Locate every line in the collection entries below that contains the word "stainless", and copy each of those lines.

[start of MATERIAL FOR THIS EXERCISE]

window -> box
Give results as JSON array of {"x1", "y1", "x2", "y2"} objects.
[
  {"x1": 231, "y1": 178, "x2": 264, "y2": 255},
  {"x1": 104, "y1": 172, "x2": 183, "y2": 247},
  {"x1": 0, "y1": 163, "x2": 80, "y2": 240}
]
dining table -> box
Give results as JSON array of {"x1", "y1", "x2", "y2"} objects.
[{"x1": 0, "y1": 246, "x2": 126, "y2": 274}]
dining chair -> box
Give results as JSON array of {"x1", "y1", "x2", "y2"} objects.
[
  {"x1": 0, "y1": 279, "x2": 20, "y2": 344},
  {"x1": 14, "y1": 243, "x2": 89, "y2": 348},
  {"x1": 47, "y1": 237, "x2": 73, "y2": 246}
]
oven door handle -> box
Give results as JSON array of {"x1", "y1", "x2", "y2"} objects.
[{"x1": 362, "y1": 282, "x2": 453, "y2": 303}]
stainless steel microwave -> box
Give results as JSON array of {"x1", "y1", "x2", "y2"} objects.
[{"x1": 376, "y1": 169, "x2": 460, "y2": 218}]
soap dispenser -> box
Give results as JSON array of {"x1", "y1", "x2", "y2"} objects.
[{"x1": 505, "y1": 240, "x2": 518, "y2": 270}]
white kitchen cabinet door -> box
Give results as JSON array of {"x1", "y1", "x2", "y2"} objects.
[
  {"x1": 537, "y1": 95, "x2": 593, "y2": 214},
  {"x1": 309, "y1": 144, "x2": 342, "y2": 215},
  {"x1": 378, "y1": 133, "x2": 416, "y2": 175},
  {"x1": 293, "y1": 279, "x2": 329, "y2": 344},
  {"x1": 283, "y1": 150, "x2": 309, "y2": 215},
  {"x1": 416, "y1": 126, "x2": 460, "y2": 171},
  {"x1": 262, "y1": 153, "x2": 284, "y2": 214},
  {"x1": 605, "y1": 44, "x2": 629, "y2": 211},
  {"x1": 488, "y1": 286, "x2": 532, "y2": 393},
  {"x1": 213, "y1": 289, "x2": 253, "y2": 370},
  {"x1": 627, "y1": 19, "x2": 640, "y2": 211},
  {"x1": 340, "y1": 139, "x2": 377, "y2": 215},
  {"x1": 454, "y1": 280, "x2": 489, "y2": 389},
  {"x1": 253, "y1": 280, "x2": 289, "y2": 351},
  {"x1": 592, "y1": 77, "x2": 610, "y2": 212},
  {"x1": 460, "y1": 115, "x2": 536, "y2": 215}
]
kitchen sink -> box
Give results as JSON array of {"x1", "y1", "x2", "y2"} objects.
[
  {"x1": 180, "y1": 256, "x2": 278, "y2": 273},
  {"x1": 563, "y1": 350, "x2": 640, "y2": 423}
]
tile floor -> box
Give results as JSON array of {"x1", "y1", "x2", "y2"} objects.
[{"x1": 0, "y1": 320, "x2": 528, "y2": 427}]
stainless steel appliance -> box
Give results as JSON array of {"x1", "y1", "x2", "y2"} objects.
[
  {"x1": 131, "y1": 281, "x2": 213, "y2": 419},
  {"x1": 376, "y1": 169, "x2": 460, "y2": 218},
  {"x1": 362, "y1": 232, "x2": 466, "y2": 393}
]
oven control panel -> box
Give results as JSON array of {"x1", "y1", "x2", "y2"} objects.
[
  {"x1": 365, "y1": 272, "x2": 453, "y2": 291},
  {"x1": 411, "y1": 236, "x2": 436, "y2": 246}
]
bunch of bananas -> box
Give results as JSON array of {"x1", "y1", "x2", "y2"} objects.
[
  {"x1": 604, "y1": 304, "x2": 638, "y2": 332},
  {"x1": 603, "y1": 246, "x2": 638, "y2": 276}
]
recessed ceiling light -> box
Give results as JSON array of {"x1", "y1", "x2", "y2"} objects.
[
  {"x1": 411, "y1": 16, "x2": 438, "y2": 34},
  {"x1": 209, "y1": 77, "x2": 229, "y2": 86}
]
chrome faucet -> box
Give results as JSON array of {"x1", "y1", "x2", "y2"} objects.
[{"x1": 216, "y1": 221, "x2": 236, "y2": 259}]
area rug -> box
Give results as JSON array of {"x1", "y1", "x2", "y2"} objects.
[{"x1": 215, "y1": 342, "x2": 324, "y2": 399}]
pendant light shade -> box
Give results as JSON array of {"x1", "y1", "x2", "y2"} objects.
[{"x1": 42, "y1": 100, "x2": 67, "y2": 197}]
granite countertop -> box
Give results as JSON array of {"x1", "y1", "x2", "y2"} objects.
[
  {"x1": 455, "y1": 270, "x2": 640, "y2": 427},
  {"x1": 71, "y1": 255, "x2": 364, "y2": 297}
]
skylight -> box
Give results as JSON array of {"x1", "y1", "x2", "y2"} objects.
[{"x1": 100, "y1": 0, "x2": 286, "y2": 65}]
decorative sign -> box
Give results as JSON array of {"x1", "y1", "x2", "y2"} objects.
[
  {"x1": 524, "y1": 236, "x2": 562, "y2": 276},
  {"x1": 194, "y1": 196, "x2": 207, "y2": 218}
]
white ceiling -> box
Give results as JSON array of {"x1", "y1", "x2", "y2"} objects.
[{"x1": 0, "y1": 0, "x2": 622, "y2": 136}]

[end of MATERIAL FOR THIS EXERCISE]

_THE COMPLETED TASK_
stainless steel microwave -> box
stainless steel appliance -> box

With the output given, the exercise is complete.